Material provided ▸
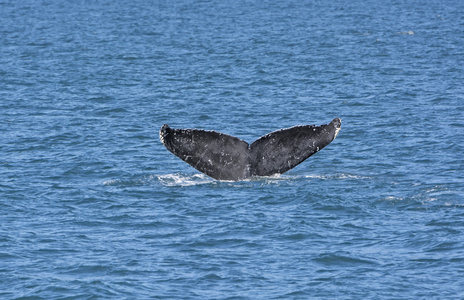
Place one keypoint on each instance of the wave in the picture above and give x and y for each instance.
(183, 179)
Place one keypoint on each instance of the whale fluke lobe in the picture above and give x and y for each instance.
(224, 157)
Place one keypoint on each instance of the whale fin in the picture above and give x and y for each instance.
(224, 157)
(218, 155)
(282, 150)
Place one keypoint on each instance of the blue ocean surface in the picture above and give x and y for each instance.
(93, 206)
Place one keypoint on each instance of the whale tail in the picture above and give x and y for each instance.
(224, 157)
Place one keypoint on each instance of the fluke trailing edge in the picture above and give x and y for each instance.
(225, 157)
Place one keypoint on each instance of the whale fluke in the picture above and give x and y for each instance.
(224, 157)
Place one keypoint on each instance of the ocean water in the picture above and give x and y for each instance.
(92, 206)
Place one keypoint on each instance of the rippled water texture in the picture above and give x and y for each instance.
(93, 206)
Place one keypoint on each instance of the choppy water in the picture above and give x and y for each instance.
(93, 206)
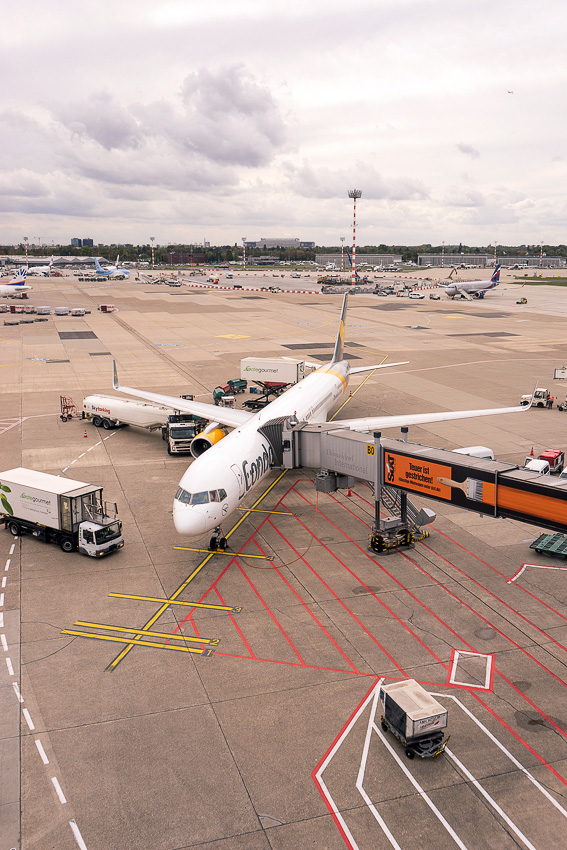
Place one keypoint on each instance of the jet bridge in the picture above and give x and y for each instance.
(484, 486)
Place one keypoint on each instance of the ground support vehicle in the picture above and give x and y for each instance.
(540, 398)
(59, 510)
(112, 412)
(68, 408)
(414, 717)
(276, 370)
(551, 544)
(237, 385)
(180, 430)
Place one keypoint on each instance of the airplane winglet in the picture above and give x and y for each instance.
(115, 383)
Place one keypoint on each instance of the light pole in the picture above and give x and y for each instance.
(354, 194)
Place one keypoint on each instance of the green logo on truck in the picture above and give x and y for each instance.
(5, 503)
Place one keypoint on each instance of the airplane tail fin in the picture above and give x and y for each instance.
(338, 353)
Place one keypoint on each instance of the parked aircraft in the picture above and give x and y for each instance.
(111, 272)
(473, 288)
(227, 467)
(17, 284)
(41, 270)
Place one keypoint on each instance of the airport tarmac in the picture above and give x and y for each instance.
(274, 740)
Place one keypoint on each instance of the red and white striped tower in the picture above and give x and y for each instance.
(354, 194)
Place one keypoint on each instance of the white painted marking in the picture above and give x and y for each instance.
(29, 721)
(58, 789)
(78, 836)
(41, 751)
(501, 747)
(489, 661)
(492, 802)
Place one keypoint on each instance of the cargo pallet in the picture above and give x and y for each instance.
(551, 544)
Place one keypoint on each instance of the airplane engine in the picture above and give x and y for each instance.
(203, 441)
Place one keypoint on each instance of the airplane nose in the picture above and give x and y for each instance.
(188, 521)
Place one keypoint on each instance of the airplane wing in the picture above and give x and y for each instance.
(377, 423)
(224, 415)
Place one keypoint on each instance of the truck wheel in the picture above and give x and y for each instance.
(66, 544)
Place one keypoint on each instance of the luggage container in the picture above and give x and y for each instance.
(414, 717)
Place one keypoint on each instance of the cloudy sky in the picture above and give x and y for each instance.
(217, 119)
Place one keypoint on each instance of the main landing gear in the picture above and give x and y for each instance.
(217, 540)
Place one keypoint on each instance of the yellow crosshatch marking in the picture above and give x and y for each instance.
(168, 635)
(135, 642)
(233, 610)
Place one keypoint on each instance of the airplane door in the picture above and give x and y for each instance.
(240, 478)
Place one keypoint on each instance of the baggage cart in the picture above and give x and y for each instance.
(414, 717)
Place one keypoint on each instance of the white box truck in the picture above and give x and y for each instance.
(274, 370)
(414, 717)
(59, 510)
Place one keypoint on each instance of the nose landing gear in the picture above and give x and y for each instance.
(217, 540)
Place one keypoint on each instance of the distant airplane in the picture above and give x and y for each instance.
(473, 288)
(111, 272)
(42, 270)
(17, 284)
(227, 467)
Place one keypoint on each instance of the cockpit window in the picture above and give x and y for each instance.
(200, 498)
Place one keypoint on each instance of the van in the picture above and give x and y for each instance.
(476, 451)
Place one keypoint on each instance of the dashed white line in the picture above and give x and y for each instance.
(29, 721)
(41, 751)
(77, 834)
(58, 789)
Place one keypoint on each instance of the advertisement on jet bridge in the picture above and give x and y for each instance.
(489, 487)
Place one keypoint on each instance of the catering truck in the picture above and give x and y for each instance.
(284, 370)
(59, 510)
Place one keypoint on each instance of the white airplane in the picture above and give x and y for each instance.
(227, 467)
(17, 284)
(111, 272)
(473, 288)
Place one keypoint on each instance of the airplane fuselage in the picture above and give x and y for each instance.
(217, 481)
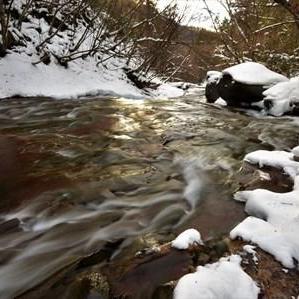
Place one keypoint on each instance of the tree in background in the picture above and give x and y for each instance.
(260, 30)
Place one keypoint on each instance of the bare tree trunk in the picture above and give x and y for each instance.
(3, 25)
(292, 7)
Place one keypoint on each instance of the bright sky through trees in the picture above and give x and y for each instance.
(196, 13)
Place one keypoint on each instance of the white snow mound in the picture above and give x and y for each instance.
(187, 238)
(274, 217)
(224, 279)
(283, 96)
(278, 159)
(253, 73)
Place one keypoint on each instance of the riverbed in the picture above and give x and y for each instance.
(112, 176)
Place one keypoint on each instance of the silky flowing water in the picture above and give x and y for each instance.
(80, 176)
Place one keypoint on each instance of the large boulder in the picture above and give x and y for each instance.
(241, 84)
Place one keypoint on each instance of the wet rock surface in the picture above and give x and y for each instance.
(84, 181)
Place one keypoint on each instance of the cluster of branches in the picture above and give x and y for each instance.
(134, 30)
(259, 30)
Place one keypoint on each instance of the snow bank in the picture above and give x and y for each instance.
(187, 238)
(82, 78)
(283, 96)
(274, 217)
(254, 74)
(224, 279)
(23, 74)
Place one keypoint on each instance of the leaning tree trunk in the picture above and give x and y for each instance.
(292, 7)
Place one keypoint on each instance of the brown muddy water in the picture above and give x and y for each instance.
(107, 177)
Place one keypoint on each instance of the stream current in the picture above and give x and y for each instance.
(78, 175)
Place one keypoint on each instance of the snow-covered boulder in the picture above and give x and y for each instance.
(224, 279)
(211, 91)
(282, 97)
(187, 238)
(252, 73)
(241, 84)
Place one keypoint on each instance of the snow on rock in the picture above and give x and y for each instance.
(277, 159)
(187, 238)
(274, 217)
(213, 77)
(250, 249)
(283, 96)
(220, 102)
(295, 151)
(253, 73)
(224, 279)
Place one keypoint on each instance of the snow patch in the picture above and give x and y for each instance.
(224, 279)
(273, 223)
(283, 96)
(186, 239)
(250, 249)
(254, 74)
(213, 77)
(278, 159)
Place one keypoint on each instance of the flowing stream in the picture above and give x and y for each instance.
(80, 175)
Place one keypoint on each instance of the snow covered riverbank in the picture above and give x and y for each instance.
(19, 77)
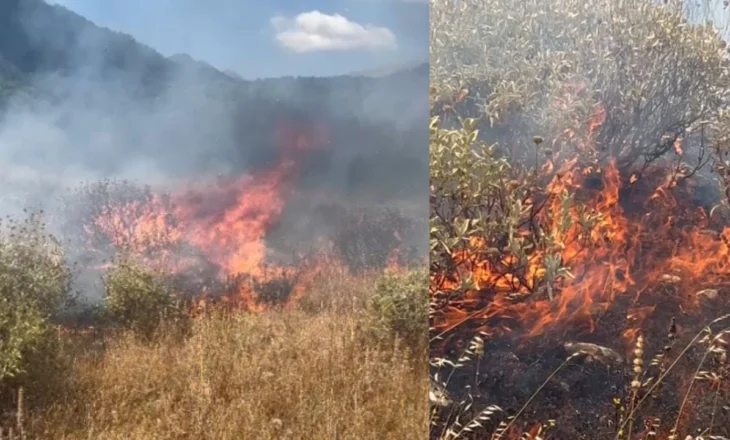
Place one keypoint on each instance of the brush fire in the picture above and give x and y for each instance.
(210, 239)
(605, 288)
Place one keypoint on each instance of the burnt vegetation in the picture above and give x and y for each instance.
(580, 280)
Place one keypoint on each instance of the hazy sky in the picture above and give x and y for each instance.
(264, 38)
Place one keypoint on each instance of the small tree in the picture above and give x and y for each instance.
(139, 298)
(639, 70)
(399, 307)
(34, 286)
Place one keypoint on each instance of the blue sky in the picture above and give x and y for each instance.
(270, 38)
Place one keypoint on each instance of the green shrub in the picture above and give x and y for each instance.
(547, 67)
(140, 299)
(399, 306)
(34, 287)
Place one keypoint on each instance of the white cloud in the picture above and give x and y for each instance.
(314, 31)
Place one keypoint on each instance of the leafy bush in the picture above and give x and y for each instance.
(139, 298)
(399, 306)
(34, 287)
(546, 67)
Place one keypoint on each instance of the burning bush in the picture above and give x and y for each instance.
(575, 222)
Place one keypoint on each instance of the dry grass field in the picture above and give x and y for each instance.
(318, 371)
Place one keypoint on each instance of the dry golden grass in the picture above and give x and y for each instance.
(294, 374)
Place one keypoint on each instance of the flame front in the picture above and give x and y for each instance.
(226, 223)
(660, 250)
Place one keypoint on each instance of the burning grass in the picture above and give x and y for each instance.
(205, 329)
(579, 263)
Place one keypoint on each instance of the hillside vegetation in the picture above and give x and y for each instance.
(571, 142)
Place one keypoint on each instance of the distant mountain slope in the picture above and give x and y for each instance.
(107, 103)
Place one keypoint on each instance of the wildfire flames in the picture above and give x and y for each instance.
(226, 223)
(644, 261)
(661, 249)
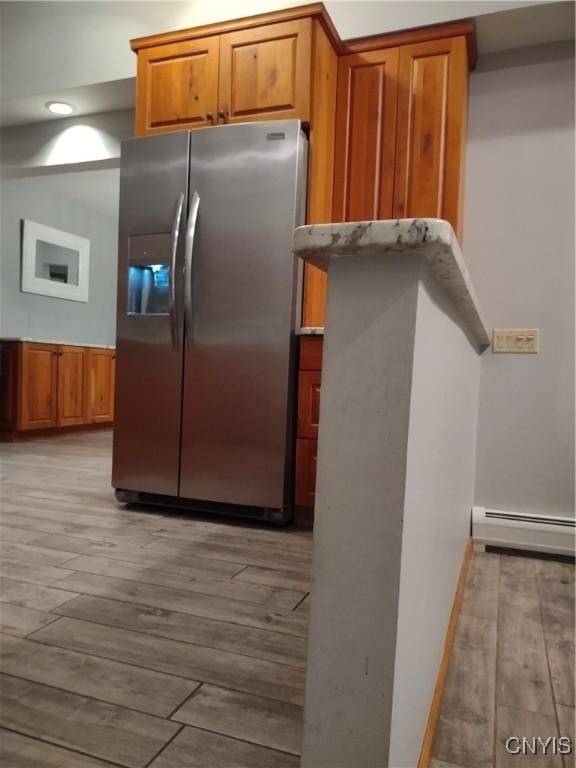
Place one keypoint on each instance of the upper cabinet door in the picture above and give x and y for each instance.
(431, 135)
(177, 86)
(265, 73)
(365, 135)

Task to carry out ▸ Begin the copy at the line containing "Place one keypoint on each instance of the burning grass" and end it at the last line of the records; transcribe exactly and exclude pictures.

Task answer ▸
Place one keypoint on each instance of the burning grass in the picture above and give x and y for each instance.
(205, 329)
(579, 263)
Place one keypoint on each instance of the hillside vegetation in the picture above and give x and y for each instance.
(571, 142)
Place one keypoint on each instance of the distant mountain slope in the picture above and give x and y for each instance.
(107, 103)
Place one keypoint on each instance of the wildfire flames in the picture above and give x and y for each instance.
(226, 223)
(644, 261)
(661, 249)
Place one keypoint on each instance of the upper cabinet door in the picture above and give x and y for each instance.
(431, 135)
(177, 86)
(265, 73)
(365, 135)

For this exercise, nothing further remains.